───── RAW RECORDS ─────

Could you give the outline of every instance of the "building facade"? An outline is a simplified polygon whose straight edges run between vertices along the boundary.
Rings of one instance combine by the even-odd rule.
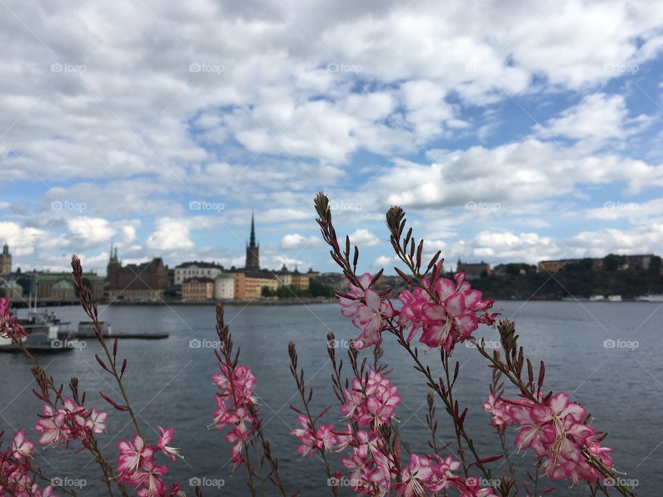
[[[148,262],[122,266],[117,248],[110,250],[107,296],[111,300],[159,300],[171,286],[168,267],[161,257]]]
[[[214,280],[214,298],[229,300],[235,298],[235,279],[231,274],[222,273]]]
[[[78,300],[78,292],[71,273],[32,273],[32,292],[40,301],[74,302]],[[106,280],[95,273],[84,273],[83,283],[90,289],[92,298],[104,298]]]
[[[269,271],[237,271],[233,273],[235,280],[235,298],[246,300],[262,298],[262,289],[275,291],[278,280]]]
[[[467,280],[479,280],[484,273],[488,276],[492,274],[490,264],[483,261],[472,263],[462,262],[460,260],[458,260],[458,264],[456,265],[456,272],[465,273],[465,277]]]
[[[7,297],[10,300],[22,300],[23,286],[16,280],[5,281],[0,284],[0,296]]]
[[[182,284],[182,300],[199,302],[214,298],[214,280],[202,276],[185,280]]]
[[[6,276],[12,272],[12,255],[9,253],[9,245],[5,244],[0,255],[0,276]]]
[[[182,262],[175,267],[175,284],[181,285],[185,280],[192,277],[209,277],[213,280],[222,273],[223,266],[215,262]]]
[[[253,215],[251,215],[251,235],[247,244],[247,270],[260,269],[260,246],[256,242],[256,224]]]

─────
───── RAW RECORDS ─────

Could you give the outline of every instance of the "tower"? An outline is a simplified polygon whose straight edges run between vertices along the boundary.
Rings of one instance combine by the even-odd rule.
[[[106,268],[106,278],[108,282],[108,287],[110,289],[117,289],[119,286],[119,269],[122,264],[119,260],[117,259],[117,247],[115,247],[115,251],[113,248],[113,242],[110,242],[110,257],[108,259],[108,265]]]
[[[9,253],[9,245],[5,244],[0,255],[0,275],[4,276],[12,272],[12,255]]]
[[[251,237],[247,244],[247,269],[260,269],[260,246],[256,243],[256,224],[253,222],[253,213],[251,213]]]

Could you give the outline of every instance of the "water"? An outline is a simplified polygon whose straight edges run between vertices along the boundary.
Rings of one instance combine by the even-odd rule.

─────

Count the lines of the records above that contain the string "give", treating uppercase and lowercase letters as different, and reply with only the number.

3